## Przedstawione dane
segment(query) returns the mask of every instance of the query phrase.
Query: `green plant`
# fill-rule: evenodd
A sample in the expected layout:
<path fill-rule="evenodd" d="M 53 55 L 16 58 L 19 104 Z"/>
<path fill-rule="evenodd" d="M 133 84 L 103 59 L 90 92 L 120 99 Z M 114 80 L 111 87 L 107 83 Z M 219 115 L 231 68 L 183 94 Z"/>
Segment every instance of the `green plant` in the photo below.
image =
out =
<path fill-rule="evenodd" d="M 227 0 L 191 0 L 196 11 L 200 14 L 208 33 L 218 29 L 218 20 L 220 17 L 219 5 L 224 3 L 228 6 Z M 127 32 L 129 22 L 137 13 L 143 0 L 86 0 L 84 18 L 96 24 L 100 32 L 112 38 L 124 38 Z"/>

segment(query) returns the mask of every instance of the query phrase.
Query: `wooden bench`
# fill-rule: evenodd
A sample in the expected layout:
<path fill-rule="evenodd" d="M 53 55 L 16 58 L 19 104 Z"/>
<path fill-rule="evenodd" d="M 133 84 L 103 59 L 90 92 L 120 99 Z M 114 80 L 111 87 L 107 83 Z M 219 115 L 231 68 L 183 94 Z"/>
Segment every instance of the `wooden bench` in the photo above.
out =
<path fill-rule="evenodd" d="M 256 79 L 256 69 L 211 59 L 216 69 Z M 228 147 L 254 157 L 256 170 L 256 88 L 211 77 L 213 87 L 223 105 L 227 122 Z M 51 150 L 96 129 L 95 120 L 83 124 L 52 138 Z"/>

## Twoje zadanie
Czy możesz przepisać słowo w słowo wszystkie powyższe dane?

## Odpowiedź
segment(query) returns the mask of every instance of the query phrase.
Query: `green plant`
# fill-rule: evenodd
A sample in the expected layout:
<path fill-rule="evenodd" d="M 53 55 L 16 58 L 19 104 Z"/>
<path fill-rule="evenodd" d="M 133 84 L 103 59 L 90 92 L 120 99 Z M 114 80 L 111 87 L 107 83 Z M 219 115 L 231 68 L 183 94 Z"/>
Segment every instance of the `green plant` in the photo below.
image =
out =
<path fill-rule="evenodd" d="M 227 0 L 191 0 L 196 11 L 200 14 L 208 33 L 218 29 L 218 20 L 220 17 L 219 5 L 224 3 L 228 6 Z M 127 32 L 129 22 L 137 13 L 143 0 L 86 0 L 84 18 L 96 24 L 100 32 L 112 38 L 124 38 Z"/>

segment(query) returns the mask of every instance of the query phrase.
Query: `wooden bench`
# fill-rule: evenodd
A sample in the expected layout:
<path fill-rule="evenodd" d="M 53 55 L 16 58 L 19 104 Z"/>
<path fill-rule="evenodd" d="M 133 84 L 103 59 L 90 92 L 120 99 Z M 114 80 L 111 87 L 107 83 Z M 219 115 L 231 68 L 183 94 Z"/>
Segment every instance of the `wooden bench` in the photo above.
out =
<path fill-rule="evenodd" d="M 256 79 L 256 69 L 211 59 L 216 69 Z M 228 147 L 254 157 L 256 170 L 256 88 L 211 77 L 213 87 L 223 105 L 227 122 Z M 51 150 L 96 129 L 95 120 L 83 124 L 52 138 Z"/>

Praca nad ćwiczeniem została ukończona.